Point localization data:
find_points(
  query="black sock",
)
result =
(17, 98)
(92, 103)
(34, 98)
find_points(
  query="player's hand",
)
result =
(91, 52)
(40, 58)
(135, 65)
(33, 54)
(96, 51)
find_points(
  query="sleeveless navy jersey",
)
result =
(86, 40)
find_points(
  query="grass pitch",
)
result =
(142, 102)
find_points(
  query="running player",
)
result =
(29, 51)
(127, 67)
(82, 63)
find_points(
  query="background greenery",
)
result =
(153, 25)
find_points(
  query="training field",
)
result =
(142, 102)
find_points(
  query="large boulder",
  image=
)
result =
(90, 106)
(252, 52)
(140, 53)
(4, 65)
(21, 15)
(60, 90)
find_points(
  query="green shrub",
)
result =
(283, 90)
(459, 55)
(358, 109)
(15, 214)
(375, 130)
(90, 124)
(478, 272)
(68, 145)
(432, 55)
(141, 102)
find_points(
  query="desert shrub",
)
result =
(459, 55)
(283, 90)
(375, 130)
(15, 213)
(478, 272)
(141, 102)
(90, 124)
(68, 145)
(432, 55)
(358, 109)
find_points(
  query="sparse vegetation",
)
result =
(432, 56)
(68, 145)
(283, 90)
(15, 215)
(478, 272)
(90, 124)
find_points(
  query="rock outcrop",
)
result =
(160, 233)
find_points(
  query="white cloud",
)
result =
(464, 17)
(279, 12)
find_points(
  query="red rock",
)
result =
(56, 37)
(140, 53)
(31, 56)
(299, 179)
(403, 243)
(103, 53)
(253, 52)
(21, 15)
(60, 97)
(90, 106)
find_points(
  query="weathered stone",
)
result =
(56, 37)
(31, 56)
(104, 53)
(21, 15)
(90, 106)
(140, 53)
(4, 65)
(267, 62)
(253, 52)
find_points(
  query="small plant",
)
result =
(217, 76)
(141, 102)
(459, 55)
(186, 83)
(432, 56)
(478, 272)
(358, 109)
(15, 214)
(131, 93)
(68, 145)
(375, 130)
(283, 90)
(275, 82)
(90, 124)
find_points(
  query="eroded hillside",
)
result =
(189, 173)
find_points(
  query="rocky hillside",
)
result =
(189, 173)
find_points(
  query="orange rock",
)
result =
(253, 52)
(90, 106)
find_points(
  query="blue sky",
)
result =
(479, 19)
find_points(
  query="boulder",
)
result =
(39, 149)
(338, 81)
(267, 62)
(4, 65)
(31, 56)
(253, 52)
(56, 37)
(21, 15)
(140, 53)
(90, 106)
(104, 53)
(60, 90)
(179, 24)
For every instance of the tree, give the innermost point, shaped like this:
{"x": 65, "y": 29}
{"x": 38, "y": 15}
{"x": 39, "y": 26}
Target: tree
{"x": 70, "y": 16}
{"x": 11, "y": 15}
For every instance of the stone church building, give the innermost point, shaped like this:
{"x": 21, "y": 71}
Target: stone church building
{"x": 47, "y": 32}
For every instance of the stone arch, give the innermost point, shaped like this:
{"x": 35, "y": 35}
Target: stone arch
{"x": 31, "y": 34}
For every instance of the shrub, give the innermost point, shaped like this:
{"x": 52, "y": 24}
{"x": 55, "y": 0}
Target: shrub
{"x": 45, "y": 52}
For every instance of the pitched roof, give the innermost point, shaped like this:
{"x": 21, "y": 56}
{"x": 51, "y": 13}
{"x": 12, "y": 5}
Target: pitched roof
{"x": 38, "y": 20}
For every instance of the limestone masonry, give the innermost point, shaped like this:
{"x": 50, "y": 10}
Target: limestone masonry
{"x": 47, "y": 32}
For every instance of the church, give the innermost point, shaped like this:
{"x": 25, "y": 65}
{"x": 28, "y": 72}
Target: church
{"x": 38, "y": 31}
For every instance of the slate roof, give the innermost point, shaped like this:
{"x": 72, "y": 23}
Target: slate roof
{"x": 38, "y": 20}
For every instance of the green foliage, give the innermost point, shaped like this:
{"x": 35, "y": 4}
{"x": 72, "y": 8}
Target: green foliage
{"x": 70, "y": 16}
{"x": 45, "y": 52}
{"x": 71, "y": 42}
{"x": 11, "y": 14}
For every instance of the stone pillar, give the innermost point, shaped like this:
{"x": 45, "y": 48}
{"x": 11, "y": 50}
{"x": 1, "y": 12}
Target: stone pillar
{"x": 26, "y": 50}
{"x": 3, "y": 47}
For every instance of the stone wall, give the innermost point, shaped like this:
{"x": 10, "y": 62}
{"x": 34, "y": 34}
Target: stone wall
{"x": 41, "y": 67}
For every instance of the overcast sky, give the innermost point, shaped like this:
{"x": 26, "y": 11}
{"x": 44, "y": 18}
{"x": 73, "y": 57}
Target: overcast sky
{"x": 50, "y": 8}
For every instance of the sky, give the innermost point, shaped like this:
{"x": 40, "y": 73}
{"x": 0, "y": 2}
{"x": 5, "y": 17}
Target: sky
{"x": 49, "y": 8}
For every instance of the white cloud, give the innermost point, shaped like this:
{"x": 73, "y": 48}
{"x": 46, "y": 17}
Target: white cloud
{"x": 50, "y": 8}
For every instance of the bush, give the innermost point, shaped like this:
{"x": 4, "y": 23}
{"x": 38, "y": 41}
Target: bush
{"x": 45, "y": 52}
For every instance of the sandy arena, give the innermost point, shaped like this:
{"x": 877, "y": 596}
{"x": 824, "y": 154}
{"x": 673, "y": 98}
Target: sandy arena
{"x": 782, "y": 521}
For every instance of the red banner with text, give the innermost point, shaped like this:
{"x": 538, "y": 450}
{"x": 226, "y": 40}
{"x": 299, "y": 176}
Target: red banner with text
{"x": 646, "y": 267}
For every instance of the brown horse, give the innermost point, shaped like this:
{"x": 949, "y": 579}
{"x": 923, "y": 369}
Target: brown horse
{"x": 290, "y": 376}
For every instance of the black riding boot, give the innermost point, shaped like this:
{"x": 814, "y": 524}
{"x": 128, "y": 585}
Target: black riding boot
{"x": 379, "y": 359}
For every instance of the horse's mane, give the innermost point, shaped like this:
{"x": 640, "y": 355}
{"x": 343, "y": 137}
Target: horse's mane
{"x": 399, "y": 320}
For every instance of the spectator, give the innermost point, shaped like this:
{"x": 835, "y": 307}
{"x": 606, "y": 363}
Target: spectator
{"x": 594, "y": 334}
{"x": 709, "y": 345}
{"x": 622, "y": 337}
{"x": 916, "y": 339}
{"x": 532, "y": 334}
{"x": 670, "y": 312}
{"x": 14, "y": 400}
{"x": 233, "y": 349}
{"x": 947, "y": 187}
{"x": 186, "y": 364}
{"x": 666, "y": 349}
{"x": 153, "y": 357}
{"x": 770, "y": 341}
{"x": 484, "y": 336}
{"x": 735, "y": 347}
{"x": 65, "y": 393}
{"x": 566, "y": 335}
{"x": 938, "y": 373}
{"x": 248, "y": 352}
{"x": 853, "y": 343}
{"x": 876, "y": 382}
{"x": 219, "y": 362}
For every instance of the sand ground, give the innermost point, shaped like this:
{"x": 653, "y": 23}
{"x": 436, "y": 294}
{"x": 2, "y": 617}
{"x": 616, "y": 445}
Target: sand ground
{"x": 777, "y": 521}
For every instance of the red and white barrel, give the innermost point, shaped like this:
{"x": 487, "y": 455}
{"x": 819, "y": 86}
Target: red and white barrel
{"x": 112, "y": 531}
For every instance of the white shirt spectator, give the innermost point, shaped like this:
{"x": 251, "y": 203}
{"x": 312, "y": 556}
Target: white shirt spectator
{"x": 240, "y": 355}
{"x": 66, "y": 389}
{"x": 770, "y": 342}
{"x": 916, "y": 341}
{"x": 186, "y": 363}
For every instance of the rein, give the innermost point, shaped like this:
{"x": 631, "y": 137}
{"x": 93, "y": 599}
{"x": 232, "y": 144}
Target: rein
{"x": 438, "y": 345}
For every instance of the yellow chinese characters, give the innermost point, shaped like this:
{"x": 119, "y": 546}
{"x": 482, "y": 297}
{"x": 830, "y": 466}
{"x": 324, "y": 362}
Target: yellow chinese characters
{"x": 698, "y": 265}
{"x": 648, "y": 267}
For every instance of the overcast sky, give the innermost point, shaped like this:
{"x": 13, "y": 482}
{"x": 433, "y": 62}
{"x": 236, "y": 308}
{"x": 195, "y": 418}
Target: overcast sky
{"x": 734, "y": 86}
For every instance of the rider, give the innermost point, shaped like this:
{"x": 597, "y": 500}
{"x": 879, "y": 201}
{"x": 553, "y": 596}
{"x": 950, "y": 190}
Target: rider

TASK: For the word "player", show every line of the entries that holds it.

RESPONSE AREA:
  query="player's hand",
  query="running player",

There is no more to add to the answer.